** PROBLEM REQUIREMENTS **
Reproduce the records below exactly as shown.

*** Opening MATERIAL SUPPLIED ***

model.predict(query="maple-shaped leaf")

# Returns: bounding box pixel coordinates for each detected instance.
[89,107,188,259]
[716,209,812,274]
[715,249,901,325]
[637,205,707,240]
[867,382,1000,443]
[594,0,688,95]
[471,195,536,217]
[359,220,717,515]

*** Closing MATERIAL SUPPLIED ***

** RESULT BELOW **
model.predict(query="maple-shaped leaf")

# Returns: bounding box pixel coordinates for each detected instance.
[89,107,188,259]
[716,209,812,274]
[715,249,901,325]
[637,205,707,240]
[867,382,1000,443]
[594,0,688,95]
[471,195,536,217]
[359,220,717,515]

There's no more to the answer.